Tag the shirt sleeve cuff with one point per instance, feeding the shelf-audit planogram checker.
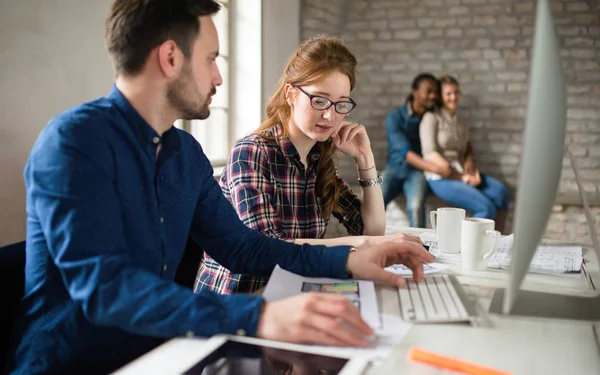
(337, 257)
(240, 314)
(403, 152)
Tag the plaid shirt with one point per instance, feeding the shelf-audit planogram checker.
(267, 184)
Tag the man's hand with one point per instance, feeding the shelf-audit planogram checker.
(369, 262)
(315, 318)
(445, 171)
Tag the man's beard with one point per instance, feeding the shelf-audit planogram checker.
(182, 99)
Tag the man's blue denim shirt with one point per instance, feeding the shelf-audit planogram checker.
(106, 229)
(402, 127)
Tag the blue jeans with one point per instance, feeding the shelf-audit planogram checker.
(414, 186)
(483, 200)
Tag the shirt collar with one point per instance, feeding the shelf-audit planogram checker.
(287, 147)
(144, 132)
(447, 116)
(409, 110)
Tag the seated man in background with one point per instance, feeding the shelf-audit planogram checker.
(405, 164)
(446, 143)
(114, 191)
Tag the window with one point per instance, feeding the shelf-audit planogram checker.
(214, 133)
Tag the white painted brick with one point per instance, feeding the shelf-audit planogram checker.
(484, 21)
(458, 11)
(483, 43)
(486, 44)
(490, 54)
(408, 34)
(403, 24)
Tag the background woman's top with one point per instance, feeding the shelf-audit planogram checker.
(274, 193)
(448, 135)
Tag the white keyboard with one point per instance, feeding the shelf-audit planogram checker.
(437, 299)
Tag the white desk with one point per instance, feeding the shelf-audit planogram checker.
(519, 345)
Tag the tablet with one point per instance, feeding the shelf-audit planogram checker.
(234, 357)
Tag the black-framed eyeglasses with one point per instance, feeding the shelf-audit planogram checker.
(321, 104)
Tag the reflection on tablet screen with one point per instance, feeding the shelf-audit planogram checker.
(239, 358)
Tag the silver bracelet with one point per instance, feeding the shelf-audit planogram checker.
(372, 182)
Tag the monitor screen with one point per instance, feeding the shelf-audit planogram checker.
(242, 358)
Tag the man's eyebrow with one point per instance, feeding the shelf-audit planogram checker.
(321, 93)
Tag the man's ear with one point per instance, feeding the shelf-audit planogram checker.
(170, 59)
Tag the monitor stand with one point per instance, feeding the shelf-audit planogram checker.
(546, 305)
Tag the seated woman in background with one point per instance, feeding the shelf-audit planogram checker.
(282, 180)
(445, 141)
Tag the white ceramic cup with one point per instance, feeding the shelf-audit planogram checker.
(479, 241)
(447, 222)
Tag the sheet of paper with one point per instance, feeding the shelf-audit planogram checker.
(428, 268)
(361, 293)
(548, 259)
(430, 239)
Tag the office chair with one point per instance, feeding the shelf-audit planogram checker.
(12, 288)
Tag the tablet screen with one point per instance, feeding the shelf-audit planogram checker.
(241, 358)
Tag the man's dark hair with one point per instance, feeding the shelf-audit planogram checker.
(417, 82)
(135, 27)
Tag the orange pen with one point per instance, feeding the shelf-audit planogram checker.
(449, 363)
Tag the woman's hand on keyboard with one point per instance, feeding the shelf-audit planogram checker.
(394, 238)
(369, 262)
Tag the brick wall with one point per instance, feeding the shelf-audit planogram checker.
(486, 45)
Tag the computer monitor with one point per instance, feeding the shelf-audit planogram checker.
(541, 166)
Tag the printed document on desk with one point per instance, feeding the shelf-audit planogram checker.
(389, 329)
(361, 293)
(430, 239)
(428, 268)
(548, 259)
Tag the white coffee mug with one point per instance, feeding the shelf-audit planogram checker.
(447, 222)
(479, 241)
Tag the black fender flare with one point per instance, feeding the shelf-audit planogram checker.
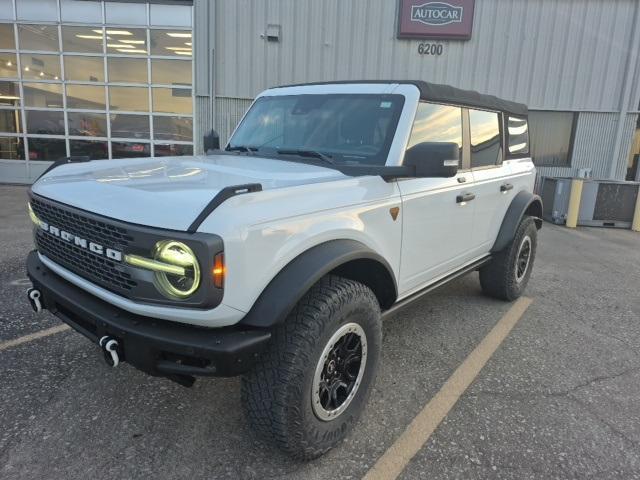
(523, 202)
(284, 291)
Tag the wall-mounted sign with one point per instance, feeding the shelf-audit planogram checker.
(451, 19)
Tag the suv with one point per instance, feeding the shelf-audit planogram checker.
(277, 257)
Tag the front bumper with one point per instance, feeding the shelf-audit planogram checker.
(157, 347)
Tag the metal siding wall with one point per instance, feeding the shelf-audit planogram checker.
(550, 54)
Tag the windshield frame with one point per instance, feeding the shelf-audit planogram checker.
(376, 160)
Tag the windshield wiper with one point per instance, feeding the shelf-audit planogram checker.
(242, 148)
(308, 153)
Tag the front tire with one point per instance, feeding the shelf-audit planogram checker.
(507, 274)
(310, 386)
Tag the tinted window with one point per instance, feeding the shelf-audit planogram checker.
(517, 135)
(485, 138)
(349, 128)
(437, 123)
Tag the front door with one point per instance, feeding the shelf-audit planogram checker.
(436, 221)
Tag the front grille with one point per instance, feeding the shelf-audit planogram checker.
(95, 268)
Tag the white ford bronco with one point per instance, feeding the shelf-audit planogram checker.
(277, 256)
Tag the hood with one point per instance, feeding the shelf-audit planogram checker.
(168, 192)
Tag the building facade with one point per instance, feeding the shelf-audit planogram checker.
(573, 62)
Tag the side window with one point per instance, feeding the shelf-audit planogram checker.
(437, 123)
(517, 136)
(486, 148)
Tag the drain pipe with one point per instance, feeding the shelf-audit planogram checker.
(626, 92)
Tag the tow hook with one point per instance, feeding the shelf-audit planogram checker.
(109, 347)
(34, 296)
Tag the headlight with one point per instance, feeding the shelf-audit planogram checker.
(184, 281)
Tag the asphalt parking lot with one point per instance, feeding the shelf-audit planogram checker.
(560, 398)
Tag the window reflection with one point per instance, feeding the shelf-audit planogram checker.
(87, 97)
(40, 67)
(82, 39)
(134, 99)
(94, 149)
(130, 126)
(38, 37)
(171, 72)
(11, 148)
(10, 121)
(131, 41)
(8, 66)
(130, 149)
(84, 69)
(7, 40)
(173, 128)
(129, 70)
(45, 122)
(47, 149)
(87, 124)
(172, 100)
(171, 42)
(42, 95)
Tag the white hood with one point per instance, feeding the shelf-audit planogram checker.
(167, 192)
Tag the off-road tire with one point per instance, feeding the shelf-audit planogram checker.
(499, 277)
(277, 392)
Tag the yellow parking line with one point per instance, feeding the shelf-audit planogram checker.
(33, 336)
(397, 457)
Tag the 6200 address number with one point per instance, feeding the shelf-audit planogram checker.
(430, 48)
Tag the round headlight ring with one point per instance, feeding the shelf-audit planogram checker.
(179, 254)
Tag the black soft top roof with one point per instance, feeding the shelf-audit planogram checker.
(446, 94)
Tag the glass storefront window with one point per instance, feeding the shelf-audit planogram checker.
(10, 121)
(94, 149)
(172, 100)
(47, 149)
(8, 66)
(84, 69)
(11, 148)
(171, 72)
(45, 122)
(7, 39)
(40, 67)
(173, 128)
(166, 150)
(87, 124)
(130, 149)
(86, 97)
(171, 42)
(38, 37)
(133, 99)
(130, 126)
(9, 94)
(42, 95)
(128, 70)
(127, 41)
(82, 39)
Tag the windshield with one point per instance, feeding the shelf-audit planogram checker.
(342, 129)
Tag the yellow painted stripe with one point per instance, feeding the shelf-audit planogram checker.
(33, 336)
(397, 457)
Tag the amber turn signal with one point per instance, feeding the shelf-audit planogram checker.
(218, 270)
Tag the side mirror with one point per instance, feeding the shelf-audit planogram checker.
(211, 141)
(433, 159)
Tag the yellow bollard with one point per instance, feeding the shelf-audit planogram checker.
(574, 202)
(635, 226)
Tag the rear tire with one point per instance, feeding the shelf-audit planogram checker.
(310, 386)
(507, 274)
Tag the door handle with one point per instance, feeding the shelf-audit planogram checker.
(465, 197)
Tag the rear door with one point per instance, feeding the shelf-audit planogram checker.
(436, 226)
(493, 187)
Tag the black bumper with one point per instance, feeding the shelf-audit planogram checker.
────
_What you will do:_ Will you restate every entry word for word and omit the images?

_Exercise result:_
Tag the shirt sleeve cuff with one point per instance, feeding the shelf-audit planogram checker.
(337, 257)
(240, 314)
(403, 152)
Tag the plaid shirt with one point per instance, feeding the shelf-audit planogram checker.
(267, 184)
Tag the man's hand with one point per instance, feeding the shelf-audit planogram checker.
(369, 262)
(315, 318)
(445, 171)
Tag the man's beard with one point per instance, feeding the shelf-audit planogram checker.
(182, 99)
Tag the man's blue denim shirt with one point per instance, feeding the shelf-audit planogram checker.
(106, 229)
(402, 127)
Tag the blue jeans with one point per instance, feeding the shelf-audit planogram checker.
(414, 186)
(483, 200)
Tag the shirt collar with one point per instance, feeding the shelf-audit planogram checker.
(287, 147)
(144, 132)
(447, 116)
(409, 110)
Tag the seated man in background with one point per instance, feeding the shelf-audit planogram checker.
(405, 164)
(446, 143)
(114, 191)
Tag the window with one point per instance, feeding the shelf-audit planogram checker.
(214, 133)
Tag the white painted brick with one point per instance, feeding the shelf-audit planogram checker.
(484, 21)
(458, 11)
(483, 43)
(486, 44)
(490, 54)
(408, 34)
(403, 24)
Tag the background woman's top with one point per instance, feeding the shelf-audit planogram checker.
(274, 193)
(448, 135)
Tag the white keyboard with one point per instance, feeding the shelf-audit planogram checker.
(437, 299)
Tag the white desk with one point per instance, feeding the shelf-audit planogram checker.
(519, 345)
Tag the tablet with one point per instance, feeding the shelf-audit planogram checker.
(234, 357)
Tag the black-framed eyeglasses with one point per instance, feeding the shelf-audit planogram checker.
(321, 104)
Tag the reflection on tablet screen with one point per instance, feeding the shelf-audit planogram checker.
(239, 358)
Tag the silver bracelet with one point per instance, feeding the shelf-audit planogram checker.
(372, 182)
Tag the monitor screen with one point per instance, feeding the shelf-audit planogram checker.
(242, 358)
Tag the man's eyebrow with one point per instance, feeding the shelf-audit planogram checker.
(321, 93)
Tag the man's ear with one point per instance, feeding the shelf-audit planogram checker.
(170, 59)
Tag the monitor stand with one point per instance, feeding the shelf-audit planogram checker.
(546, 305)
Tag the seated woman in background with one point per instance, feeding the shelf-audit planogram checker.
(282, 180)
(445, 141)
Tag the white ceramic cup with one point per instance, feeding the shelf-audit planogram checker.
(479, 241)
(447, 222)
Tag the sheet of paper with one point per instance, feeding the shelf-audit planogram checker.
(428, 268)
(361, 293)
(548, 259)
(430, 239)
Tag the office chair with one point per instance, feeding the shelf-audit planogram checker.
(12, 288)
Tag the tablet screen with one point per instance, feeding the shelf-audit planogram checker.
(241, 358)
Tag the man's dark hair with one point per instance, feeding the shelf-audit planogram checker.
(417, 82)
(135, 27)
Tag the orange pen with one point per instance, feeding the shelf-audit planogram checker.
(449, 363)
Tag the woman's hand on keyboard with one point per instance, feeding the shelf-audit planogram checker.
(394, 238)
(369, 262)
Tag the brick wall with one point per instance, feeding the shelf-audit planogram checker.
(486, 45)
Tag the computer monitor with one point per instance, feeding the shelf-audit planogram checker.
(541, 166)
Tag the printed document on desk with one point per instance, feeding the shelf-audit planogram checker.
(389, 329)
(361, 293)
(430, 239)
(428, 268)
(548, 259)
Tag the white coffee mug with one point per instance, feeding the shelf-audit planogram checker.
(447, 222)
(479, 241)
Tag the black fender flare with one point per instance, feeding the shelf-audit planogram checker.
(523, 202)
(284, 291)
Tag the wall-mounted sign with one point per instance, feeding the shelf-audit planogram checker.
(451, 19)
Tag the suv with one point per instance, feeding the shelf-audit planogram checker.
(277, 257)
Tag the front bumper with one point per instance, feeding the shelf-audit planogram checker.
(157, 347)
Tag the metal siding wall with one point per instance, feeding the shelf-audit planogram checker.
(550, 54)
Tag the windshield frame with one point per instance, feeding the shelf-audit planogram checker.
(376, 160)
Tag the windshield wiper with one point per instance, feeding the shelf-audit planogram checker.
(242, 148)
(308, 153)
Tag the front tire with one point per instance, feeding the shelf-audit planogram checker.
(507, 274)
(310, 386)
Tag the tinted window with one point per instance, feeding the shelf-audit planogram checker.
(517, 135)
(485, 138)
(349, 128)
(437, 123)
Tag the front door with one point per instance, feeding the shelf-audit planogram checker.
(436, 221)
Tag the front grille with one point per instance, feeding the shelf-audit planogram checker.
(95, 268)
Tag the white ford bronco with one point per instance, feeding the shelf-audit planogram checker.
(277, 256)
Tag the hood with one point per instance, feeding the shelf-audit planogram checker.
(168, 192)
Tag the building facade with one point per instance, feeding the shelf-audit planogram checker.
(573, 62)
Tag the side window with one point per instance, feeding the shelf-audit planogram checker.
(437, 123)
(517, 136)
(486, 148)
Tag the drain pipe with one point per instance, feeding the shelf-audit planogram checker.
(626, 92)
Tag the tow hook with one point per instance, feeding the shelf-audit planogram checker.
(109, 347)
(34, 296)
Tag the headlight with one point per instance, feeding the shelf-audit planogram checker.
(184, 281)
Tag the asphalt parking lot with one point per instance, feeding the shelf-audit planogram checker.
(560, 398)
Tag the window reflection with one point per instance, feeding the shelf-audit planogram checker.
(87, 97)
(40, 67)
(82, 39)
(134, 99)
(94, 149)
(130, 126)
(38, 37)
(171, 72)
(11, 148)
(10, 121)
(131, 41)
(8, 66)
(130, 149)
(84, 69)
(7, 40)
(173, 128)
(129, 70)
(45, 122)
(47, 149)
(87, 124)
(172, 100)
(171, 42)
(42, 95)
Tag the white hood with one point per instance, feeding the shelf-audit planogram checker.
(167, 192)
Tag the off-road tire with one point per instance, feeding the shelf-audit planogram checker.
(499, 277)
(277, 392)
Tag the yellow parking line with one point per instance, feeding the shelf-audit planogram checker.
(33, 336)
(397, 457)
Tag the 6200 address number with one point per instance, feeding the shelf-audit planogram checker.
(430, 48)
Tag the round headlight ring with one point per instance, feeding the shelf-audit planogram checker.
(179, 254)
Tag the black soft top roof with one point per instance, feeding the shelf-audit planogram checker.
(446, 94)
Tag the glass storefront window with one point per instance, feeding the shelf-audit planogram checker.
(10, 121)
(94, 149)
(172, 100)
(47, 149)
(8, 66)
(84, 69)
(11, 148)
(171, 72)
(45, 122)
(7, 39)
(40, 67)
(173, 128)
(166, 150)
(87, 124)
(130, 149)
(86, 97)
(171, 42)
(38, 37)
(133, 99)
(130, 126)
(9, 94)
(42, 95)
(128, 70)
(127, 41)
(82, 39)
Tag the windshield with one point per instance, feeding the shelf-audit planogram checker.
(342, 129)
Tag the yellow painted stripe with one point per instance, feeding the shelf-audit planogram checker.
(33, 336)
(397, 457)
Tag the amber turn signal with one point per instance, feeding the shelf-audit planogram checker.
(218, 270)
Tag the side mirror with one point per instance, feeding the shelf-audit planogram checker.
(211, 141)
(433, 159)
Tag the yellow bollard with one point per instance, feeding the shelf-audit planogram checker.
(574, 202)
(635, 226)
Tag the rear tire with one point per instance, feeding the shelf-audit planogram checker.
(310, 386)
(507, 274)
Tag the door handle with one point per instance, feeding the shelf-audit planogram checker.
(465, 197)
Tag the rear door with one point per instance, feeding the shelf-audit planogram checker.
(436, 226)
(493, 187)
Tag the black bumper with one point per instance, feeding the shelf-audit planogram checker.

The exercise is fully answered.